**PAGE EXTRACT**
In Devereaux v. Abbey, the Ninth Circuit stated that in order to establish deliberate fabrication of evidence, a plaintiff:
must, at a minimum, point to evidence that supports at least one of the following two propositions: (1) Defendants continued their investigation of [the plaintiff] despite the fact that they knew or should have known that he was innocent; or (2) Defendants used investigative techniques that were so coercive and abusive that they knew or should have known that those techniques would yield false information.
263 F.3d 1070, 1076 (9th Cir. 2001) (en banc). The court held that “there is a clearly established constitutional due process right not to be subjected to criminal charges on the basis of false evidence that was deliberately fabricated by the government.” Id. at 1074-75 (emphasis added).
Not all inaccuracies in an investigative report give rise to a constitutional claim. “Mere carelessness is insufficient, as are mistakes of tone. Errors concerning trivial matters cannot establish causation, a necessary element of any § 1983 claim. And fabricated evidence does not give rise to a claim if the plaintiff cannot show the fabrication actually injured her in some way.” Spencer v. Peters, 857 F.3d 789, 798 (9th Cir. 2017) (citations and internal quotations omitted); see also O’Doan v. Sanford, 991 F.3d 1027, 1046 (9th Cir. 2021) (confirming Devereau v. Abbey but noting technical inaccuracy is not fabrication).

**AIM OF THE EXERCISE**
In the passage on fabricated evidence, which element of any § 1983 claim is said to be impossible to establish through errors concerning trivial matters? The records have no connection to the text.

**RECORDED INFORMATION**
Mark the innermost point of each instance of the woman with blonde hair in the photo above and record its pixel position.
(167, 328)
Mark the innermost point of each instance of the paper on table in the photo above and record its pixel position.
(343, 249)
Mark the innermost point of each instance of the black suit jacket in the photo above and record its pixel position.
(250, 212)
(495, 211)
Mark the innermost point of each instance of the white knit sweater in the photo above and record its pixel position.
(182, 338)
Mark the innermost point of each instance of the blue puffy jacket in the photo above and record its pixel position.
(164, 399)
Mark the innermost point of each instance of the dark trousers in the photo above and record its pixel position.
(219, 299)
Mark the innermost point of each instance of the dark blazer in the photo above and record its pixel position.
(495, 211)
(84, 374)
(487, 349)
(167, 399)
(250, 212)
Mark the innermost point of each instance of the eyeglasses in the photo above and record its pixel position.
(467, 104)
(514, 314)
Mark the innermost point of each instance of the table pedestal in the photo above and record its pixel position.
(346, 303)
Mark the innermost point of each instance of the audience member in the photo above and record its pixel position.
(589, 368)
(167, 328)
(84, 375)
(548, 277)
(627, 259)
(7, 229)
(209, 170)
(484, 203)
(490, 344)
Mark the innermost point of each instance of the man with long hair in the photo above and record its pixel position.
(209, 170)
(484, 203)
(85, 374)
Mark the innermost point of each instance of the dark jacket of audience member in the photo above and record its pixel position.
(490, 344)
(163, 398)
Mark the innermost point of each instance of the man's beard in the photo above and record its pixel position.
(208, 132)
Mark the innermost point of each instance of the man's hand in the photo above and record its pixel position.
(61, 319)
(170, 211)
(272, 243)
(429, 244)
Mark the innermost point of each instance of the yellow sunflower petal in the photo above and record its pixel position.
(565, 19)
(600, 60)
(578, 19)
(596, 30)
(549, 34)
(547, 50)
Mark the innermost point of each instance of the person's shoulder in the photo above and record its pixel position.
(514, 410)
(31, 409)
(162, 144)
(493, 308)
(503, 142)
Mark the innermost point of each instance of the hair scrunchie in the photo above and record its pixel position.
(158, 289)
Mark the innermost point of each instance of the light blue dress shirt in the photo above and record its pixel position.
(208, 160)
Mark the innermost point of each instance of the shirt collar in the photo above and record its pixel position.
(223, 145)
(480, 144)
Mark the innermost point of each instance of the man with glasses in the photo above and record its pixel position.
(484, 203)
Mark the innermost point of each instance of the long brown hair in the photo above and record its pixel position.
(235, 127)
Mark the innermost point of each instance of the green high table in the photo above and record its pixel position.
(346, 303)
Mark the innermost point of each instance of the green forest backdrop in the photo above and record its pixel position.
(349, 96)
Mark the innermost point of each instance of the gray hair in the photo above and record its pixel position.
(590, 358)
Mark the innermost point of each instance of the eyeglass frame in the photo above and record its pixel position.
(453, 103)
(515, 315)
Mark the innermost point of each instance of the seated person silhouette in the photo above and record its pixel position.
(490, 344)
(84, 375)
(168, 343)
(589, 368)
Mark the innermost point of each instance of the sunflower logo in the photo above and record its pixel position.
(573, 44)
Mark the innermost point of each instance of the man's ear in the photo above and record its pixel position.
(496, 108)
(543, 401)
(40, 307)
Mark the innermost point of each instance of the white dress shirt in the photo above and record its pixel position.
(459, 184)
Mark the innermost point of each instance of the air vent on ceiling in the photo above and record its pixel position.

**EXERCISE OUTPUT**
Causation.